■ Short problem ■
Restate the entries word for word, omitting nothing.

■ Dataset records ■
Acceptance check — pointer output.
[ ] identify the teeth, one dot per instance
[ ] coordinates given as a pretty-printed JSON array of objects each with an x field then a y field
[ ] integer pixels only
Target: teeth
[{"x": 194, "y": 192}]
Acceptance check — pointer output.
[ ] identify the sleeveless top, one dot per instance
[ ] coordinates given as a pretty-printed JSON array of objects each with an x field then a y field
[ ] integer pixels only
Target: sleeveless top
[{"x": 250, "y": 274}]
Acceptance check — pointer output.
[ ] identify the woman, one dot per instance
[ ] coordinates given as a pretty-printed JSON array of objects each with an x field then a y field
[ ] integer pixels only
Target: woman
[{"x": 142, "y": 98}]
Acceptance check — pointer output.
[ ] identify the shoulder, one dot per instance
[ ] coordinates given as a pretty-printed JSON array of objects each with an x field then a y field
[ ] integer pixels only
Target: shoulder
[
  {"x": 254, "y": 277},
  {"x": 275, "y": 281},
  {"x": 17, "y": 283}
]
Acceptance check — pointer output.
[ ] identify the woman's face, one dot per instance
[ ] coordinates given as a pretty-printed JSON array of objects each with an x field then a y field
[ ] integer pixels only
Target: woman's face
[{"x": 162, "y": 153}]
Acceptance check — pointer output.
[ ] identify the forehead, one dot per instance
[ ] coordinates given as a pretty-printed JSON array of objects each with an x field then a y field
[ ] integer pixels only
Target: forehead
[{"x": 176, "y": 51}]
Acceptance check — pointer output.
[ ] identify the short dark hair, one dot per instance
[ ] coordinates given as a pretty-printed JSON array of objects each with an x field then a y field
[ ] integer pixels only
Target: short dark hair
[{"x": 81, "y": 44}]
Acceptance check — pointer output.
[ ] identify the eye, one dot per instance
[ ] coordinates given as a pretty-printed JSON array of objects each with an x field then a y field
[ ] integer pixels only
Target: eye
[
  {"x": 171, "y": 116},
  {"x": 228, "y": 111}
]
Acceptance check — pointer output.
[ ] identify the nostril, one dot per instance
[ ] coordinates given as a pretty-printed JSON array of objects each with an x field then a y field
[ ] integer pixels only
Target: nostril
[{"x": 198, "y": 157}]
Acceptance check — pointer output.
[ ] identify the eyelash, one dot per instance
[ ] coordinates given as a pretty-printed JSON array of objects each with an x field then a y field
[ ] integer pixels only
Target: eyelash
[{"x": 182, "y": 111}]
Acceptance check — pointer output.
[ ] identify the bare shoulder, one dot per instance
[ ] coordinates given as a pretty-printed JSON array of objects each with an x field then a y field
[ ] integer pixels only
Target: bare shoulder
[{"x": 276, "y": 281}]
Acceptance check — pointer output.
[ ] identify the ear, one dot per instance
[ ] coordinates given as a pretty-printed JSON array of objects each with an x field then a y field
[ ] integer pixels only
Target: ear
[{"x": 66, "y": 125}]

■ Response to the exercise ■
Acceptance check — pointer output.
[ ] identify the teeth, one dot per instance
[ ] coordinates given as a pretty-printed JSON array of objects each with an x field then a y field
[ ] integer pixels only
Target: teeth
[{"x": 194, "y": 192}]
Acceptance check — pointer output.
[ ] identify the sleeveless top, one dot per instance
[ ] coordinates given as a pretty-printed JSON array of objects each with an x field then a y field
[ ] integer pixels only
Target: sleeveless top
[{"x": 250, "y": 274}]
Acceptance check — pointer output.
[ ] identify the woman, one dot per instance
[ ] coordinates given as a pretty-printed JSON array of objects each with an x field then a y field
[ ] integer pixels only
Target: woman
[{"x": 142, "y": 98}]
Acceptance check — pointer output.
[ ] identify the shoulder, one dot per instance
[ ] coordinates given as a pretty-printed JSON array of objects each with an x field then a y field
[ ] integer pixels only
Target: shoulder
[
  {"x": 254, "y": 277},
  {"x": 275, "y": 281},
  {"x": 17, "y": 283}
]
Acceptance check — pointer output.
[ ] identify the woman's face, one dot per instance
[ ] coordinates given as a pretty-printed JSON array of objects each with an x field then a y field
[ ] integer pixels only
Target: woman's face
[{"x": 162, "y": 153}]
Acceptance check — pointer output.
[ ] identify the forehead, one dot per instance
[ ] coordinates given as a pretty-printed JSON array of objects each with an x field then a y field
[ ] integer pixels only
Target: forehead
[{"x": 176, "y": 51}]
Acceptance check — pointer output.
[ ] identify the short dark hair, one dot per instance
[ ] coordinates given as a pretty-printed JSON array of objects each with an x field then a y field
[ ] integer pixels only
Target: short dark hair
[{"x": 81, "y": 44}]
Acceptance check — pointer output.
[ ] identify the eye, one dot per instance
[ ] coordinates given as a pretty-printed JSON array of objects each with an x field then a y field
[ ] integer pixels only
Target: eye
[
  {"x": 171, "y": 116},
  {"x": 228, "y": 111}
]
Acceptance check — pointer output.
[ ] identify the nostril, one dot per instance
[ ] coordinates given as a pretty-printed JSON array of objects each with an x field then a y field
[ ] integer pixels only
Target: nostril
[{"x": 198, "y": 157}]
Acceptance check — pointer output.
[ ] identify the eyelash, one dot per instance
[ ] coordinates given as a pretty-printed JSON array of objects each with an x field then a y field
[ ] integer pixels only
Target: eyelash
[{"x": 182, "y": 111}]
Acceptance check — pointer output.
[ ] identify the bare shoulder, one dot per instance
[ ] coordinates given as a pretty-printed JSON array of objects each with an x field then a y field
[ ] integer pixels only
Target: bare shoulder
[{"x": 276, "y": 281}]
Acceptance check — pointer output.
[ ] identify the ear, one dot per instance
[ ] coordinates given as a pretty-printed JSON array of objects each with an x field then a y field
[ ] integer pixels only
Target: ear
[{"x": 66, "y": 125}]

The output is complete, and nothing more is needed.